Records provided:
++++++

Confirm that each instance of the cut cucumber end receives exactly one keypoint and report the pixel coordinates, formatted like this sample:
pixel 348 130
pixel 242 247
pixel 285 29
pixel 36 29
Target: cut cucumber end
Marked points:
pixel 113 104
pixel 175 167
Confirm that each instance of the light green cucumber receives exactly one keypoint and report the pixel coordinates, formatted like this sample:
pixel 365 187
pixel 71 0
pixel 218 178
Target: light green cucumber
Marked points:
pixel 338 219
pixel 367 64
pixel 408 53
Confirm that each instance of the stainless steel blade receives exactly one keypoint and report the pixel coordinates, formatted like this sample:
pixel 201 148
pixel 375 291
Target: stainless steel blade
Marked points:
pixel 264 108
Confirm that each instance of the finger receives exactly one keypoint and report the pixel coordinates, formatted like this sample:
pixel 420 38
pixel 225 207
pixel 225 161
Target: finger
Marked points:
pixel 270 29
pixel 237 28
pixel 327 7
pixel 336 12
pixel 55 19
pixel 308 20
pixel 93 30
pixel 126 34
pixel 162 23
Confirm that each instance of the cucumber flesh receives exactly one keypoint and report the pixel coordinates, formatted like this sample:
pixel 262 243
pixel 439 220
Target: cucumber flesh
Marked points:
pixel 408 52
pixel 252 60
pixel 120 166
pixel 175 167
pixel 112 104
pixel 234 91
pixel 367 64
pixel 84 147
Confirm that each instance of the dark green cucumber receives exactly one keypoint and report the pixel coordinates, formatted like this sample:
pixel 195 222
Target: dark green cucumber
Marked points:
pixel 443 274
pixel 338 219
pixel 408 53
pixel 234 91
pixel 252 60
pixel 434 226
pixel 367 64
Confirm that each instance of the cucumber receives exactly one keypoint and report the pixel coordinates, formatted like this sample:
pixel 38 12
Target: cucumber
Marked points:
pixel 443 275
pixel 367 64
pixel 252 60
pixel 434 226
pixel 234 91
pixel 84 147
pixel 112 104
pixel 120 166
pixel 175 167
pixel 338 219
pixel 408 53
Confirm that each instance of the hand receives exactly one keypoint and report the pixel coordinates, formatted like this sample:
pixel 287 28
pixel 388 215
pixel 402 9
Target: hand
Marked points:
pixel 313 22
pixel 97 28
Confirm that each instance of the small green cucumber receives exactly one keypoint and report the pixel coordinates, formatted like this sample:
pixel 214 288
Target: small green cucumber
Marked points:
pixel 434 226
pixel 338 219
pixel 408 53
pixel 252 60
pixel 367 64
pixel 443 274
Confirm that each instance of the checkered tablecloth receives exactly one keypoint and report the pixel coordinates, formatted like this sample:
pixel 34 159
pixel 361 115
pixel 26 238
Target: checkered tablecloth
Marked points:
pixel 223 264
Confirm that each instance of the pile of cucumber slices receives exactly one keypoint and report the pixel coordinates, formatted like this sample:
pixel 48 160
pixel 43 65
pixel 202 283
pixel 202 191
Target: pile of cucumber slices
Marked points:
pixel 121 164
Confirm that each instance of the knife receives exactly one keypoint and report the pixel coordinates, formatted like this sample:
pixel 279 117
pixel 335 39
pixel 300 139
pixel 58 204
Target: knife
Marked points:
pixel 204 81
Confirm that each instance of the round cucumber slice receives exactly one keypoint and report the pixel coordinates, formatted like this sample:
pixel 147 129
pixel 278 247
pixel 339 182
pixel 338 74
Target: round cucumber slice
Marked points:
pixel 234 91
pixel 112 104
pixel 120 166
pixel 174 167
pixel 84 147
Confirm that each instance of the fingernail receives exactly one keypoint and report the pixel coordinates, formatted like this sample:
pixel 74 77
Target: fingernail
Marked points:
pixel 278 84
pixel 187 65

++++++

Exercise: From the data, list each line in which the string "blade" appears.

Answer to the exercise:
Confirm that each instance of the stainless steel blade receives exactly one keypoint and report the pixel coordinates, formatted like this sample:
Target: stainless steel blade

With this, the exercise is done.